::: Teks yang Diberikan

B.     Rumusan Masalah
1.      Pengertian aliran humanistic, sibernestik dan konstruktivistik?
2.      Teori humanistic, sibernestik dan konstruktivistik menurut para tokoh?
3.      Aplikasi teori humanistic, sibernestik dan konstruktivistik dalam pembelajaran?
4.      Kelemahan dan kelebihan teori humanistic, sibernestik dan konstruktivistik?
BAB II
PEMBAHASAN

A.    Aliran Humanistik
Psikologi humanistik merupakan salah satu aliran dalam psikologi yang muncul pada tahun 1950-an dengan akar pemikiran dari kalangan eksistensialisme yang berkembang pada abad pertengahan. Humanistik berkembang menjadi a third force atau a third power atas reaksi terhadap dua aliran psikologi sebelumnya yaitu behaviorisme dan psikoanalisme/ psikoanalisa. Psikologi behaviorisme dipelopori oleh ivan Pavlov, behaviorisme merupakan aliran yang mempelajari perilaku individu yang diamati dengan tujuan untuk meramalkan dan mengontrol tingkah laku individu tersebut. Behaviorisme memandang manusia ibarat makhluk mekanistik yang dikendalikan kekuatan dari luar dirinya.

::::::
::: Cuplikan Sumber

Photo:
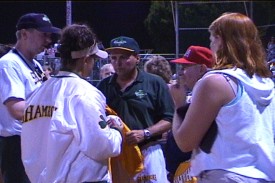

::::::

__Tantangan__:
(a) Tuliskan semua butir di bawah "Rumusan Masalah" dalam teks tentang psikologi humanistik.
(b) Lanjutkan teks tentang psikologi humanistik, dimulai setelah kalimat terakhirnya.
Data di atas tidak berhubungan dengan teks tentang psikologi humanistik.

__Jawaban__:
(a)
1. Pengertian aliran humanistic, sibernestik dan konstruktivistik?
2. Teori humanistic, sibernestik dan konstruktivistik menurut para tokoh?
3. Aplikasi teori humanistic, sibernestik dan konstruktivistik dalam pembelajaran?
4. Kelemahan dan kelebihan teori humanistic, sibernestik dan konstruktivistik?

(b)
Psikoanalisis adalah aliran yang dipelopori oleh psikoanalisis ala freud. Merupakan aliran psikologi yang mencari akar atau sebab tingkah laku manusia dalam motivasi dan konflik yang ada di dalam bawah sadar. Psikologi behaviorisme dan psikoanalisis tidak memosisikan manusia sebagai manusia keduanya tidak bisa menjelaskan aspek eksistensi manusia yang positif dan penentu seperti: cinta, nilai, makna, dan pertumbuhan pribadi. Kekosongan inilah yang diisi oleh psikologi humanistikseperti yang dikemukakan oleh Victor E frankl “ saya pikir, sudah saatnya kita mengakui kenyataan bahwa manusia bukan sekedar mekanisme atau hasil pelaziman kita harus mengakui kemanusiaan manusia. Kini saatnya kita mengakui bahwa manusia adalah wujud yang selalu mencari makna dan akan terlanda keresahan hati bila makna yang dicarinya belum ditemukan.
Pada dasarnya, perkembangan psikologi humanistik bermula dari ajaran Santo Thomas Aquinas, tentang adanya kemauan bebas (freewill) manusia da tanggung jawab atas tindakan mereka. Namun dalam perkembangan selanjutnya, psikologi humanistik dipandang sebagai a new trend karena merupakan aliran psikologi paling menonjol pada tahun 1960-an.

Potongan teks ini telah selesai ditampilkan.